■ **Отрывок**
Пока речь идет о легко опознаваемых и стяжавших дурную славу националистических движениях в Германии, Японии и других странах, все это достаточно очевидно. Столкнувшись с таким явлением, как нацизм, который мы можем наблюдать извне, почти все отзовутся о нем одинаково. Но тут я должен повторить то, что сказал выше: я использую слово «национализм» лишь за неимением лучшего. В широком смысле, как я его понимаю, национализм включает в себя такие движения и тенденции, как коммунизм, политический католицизм, сионизм, антисемитизм, троцкизм и пацифизм. Он необязательно означает верность правительству или стране, тем более своей стране, и даже не совсем обязательно, чтобы реально существовала группа, к которой он тяготеет. Вот несколько очевидных примеров. Еврейство, ислам, христианский мир, пролетариат и белая раса – все объекты страстных националистических чувств; но в существовании их вполне можно усомниться, и ни для одного из них нет такого определения, которое устроило бы всех.

■ **Исходные данные**
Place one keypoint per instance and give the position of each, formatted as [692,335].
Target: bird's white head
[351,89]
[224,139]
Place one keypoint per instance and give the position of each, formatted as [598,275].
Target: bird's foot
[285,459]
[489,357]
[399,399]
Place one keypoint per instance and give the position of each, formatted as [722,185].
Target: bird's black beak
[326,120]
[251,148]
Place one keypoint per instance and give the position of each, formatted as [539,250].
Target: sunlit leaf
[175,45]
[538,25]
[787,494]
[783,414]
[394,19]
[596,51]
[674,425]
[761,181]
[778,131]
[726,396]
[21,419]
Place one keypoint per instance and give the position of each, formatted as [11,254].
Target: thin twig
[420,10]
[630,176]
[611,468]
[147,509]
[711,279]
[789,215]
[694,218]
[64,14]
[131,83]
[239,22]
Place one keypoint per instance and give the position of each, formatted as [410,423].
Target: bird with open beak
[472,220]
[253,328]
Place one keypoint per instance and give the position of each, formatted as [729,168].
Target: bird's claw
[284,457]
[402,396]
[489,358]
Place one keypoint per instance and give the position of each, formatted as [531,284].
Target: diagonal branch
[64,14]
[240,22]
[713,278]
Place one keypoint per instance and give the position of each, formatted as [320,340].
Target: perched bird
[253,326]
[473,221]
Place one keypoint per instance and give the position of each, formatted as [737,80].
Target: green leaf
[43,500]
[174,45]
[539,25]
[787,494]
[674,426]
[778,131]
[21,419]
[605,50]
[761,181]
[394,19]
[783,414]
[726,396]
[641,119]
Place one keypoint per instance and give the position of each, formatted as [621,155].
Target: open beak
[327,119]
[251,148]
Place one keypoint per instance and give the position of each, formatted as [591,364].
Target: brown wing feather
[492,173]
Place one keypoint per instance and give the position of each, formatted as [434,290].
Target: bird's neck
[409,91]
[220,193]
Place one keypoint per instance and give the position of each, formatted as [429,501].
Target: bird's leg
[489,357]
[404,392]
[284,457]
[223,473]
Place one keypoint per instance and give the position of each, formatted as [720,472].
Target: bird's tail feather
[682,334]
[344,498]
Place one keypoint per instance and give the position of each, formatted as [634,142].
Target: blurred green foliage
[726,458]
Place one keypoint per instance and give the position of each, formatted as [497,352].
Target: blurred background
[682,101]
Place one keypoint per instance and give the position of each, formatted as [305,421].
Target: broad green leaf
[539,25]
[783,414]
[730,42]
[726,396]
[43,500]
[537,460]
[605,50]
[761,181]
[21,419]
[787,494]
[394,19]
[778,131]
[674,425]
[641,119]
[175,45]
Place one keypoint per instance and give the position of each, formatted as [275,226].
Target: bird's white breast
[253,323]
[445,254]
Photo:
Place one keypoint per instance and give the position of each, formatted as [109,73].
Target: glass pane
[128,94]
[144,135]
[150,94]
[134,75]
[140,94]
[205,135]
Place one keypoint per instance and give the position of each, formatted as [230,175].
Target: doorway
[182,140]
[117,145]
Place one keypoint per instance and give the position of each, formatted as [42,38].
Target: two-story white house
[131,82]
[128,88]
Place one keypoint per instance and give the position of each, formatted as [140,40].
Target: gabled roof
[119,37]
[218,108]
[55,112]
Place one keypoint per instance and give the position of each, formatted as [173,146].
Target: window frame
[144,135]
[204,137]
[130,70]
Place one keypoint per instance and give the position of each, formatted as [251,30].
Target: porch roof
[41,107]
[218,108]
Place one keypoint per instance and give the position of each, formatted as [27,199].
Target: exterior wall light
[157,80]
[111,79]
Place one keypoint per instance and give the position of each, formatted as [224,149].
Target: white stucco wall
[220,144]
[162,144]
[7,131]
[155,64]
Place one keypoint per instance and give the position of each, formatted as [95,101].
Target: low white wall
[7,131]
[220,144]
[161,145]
--
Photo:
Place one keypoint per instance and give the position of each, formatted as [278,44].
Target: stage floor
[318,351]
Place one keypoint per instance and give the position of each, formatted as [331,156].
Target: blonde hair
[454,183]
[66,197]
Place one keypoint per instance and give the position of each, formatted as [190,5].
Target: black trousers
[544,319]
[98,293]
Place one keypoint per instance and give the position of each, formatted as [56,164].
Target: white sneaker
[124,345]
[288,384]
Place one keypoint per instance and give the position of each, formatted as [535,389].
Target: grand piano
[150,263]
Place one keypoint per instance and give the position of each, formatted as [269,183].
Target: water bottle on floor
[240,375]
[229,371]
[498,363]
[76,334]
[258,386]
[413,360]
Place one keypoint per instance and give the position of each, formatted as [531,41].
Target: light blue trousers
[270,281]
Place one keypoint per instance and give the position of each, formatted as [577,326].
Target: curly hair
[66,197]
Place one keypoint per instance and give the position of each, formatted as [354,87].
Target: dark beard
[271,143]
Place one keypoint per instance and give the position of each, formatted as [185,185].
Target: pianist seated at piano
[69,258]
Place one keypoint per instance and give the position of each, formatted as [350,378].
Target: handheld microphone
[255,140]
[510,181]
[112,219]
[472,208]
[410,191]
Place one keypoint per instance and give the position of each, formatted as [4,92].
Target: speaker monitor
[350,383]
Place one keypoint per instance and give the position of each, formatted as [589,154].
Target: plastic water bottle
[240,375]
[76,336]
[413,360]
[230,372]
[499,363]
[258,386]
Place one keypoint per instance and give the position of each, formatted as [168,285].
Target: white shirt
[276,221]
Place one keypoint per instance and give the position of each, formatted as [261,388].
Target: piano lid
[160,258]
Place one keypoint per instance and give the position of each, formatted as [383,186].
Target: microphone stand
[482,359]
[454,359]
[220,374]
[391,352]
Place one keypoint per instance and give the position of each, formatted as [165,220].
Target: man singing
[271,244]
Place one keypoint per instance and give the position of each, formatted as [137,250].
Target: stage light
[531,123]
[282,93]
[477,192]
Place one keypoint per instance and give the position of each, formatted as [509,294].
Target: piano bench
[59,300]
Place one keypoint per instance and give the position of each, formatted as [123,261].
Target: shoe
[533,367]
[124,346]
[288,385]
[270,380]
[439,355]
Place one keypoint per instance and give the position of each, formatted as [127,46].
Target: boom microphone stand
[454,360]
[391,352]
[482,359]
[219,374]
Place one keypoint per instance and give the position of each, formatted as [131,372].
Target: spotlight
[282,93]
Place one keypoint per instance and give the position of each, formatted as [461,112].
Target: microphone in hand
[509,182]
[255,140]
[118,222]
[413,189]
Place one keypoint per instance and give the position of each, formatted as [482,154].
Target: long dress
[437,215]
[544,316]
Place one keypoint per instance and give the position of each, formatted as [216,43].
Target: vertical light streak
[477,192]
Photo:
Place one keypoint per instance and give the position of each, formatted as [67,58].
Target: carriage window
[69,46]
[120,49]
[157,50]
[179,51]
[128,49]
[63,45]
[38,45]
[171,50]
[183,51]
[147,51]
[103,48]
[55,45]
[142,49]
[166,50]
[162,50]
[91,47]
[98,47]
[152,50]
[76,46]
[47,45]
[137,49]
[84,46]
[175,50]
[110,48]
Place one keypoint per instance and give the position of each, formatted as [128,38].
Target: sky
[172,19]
==
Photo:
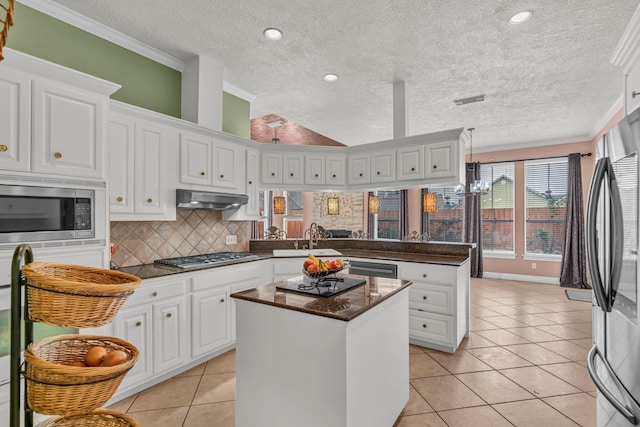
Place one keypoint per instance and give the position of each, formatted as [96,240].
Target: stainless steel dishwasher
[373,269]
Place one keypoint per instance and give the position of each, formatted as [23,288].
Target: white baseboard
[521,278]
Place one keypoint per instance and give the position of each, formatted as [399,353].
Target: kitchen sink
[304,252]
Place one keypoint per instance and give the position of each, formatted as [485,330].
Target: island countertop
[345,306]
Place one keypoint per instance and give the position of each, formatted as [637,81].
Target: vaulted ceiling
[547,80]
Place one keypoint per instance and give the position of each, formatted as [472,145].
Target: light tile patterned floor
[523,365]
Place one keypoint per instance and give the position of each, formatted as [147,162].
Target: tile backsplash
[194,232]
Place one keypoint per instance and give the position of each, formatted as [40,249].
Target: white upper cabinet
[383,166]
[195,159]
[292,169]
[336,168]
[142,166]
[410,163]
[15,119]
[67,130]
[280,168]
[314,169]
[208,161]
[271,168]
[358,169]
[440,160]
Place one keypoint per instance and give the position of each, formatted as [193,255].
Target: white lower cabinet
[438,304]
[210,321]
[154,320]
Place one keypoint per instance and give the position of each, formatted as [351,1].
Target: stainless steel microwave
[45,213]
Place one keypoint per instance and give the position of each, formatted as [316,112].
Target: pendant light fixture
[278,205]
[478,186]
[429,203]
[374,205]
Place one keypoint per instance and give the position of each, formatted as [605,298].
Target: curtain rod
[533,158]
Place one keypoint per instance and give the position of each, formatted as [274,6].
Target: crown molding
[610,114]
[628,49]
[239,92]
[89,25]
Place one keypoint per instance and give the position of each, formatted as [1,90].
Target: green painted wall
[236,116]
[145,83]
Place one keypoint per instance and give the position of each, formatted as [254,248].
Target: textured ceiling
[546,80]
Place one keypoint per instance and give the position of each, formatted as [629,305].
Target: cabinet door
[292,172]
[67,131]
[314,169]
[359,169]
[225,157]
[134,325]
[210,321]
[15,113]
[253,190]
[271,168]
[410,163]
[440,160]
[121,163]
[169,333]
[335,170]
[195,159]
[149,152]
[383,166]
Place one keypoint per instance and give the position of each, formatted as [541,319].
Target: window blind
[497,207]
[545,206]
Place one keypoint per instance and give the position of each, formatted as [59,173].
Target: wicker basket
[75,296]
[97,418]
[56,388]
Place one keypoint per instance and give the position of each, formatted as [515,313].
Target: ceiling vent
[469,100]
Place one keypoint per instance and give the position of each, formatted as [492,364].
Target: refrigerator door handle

■ **Условие задания**
Допишите следующую часть отрывка о национализме, начиная сразу после его последнего предложения.

■ **Письменный ответ**
Стоит еще раз подчеркнуть, что националистическое чувство может быть чисто негативным. Есть, например, троцкисты, которые стали просто врагами СССР, но определенного объекта лояльности не имеют. Если понять вытекающие из этого следствия, природа того, что я подразумеваю под национализмом, станет гораздо яснее. Националист – это тот, кто мыслит исключительно или главным образом понятиями соперничества и престижа. Он может быть позитивным или негативным националистом – то есть может направить свою психическую энергию либо на возвышение, либо на очернение чего-то, – но в любом случае его мысли вращаются вокруг побед, поражений, триумфов и унижений. Историю, в особенности современную историю, он видит как беспрестанное возвышение или упадок каких-то могущественных сообществ, и всякое событие представляется ему доказательством того, что его сторона на подъеме, а какой-то ненавистный противник катится под уклон. Но важно не путать национализм с простым культом успеха. Националист не руководствуется принципом: примазаться к сильнейшей стороне. Наоборот, выбрав сторону, он убеждает себя, что она и есть сильнейшая, и способен держаться этого убеждения, даже когда все факты говорят об обратном. Национализм – жажда могущества, умеряемая самообманом. Каждый националист способен на самую вопиющую бесчестность, но, поскольку он сознательно служит чему-то большему себя, всегда непоколебимо уверен в своей правоте.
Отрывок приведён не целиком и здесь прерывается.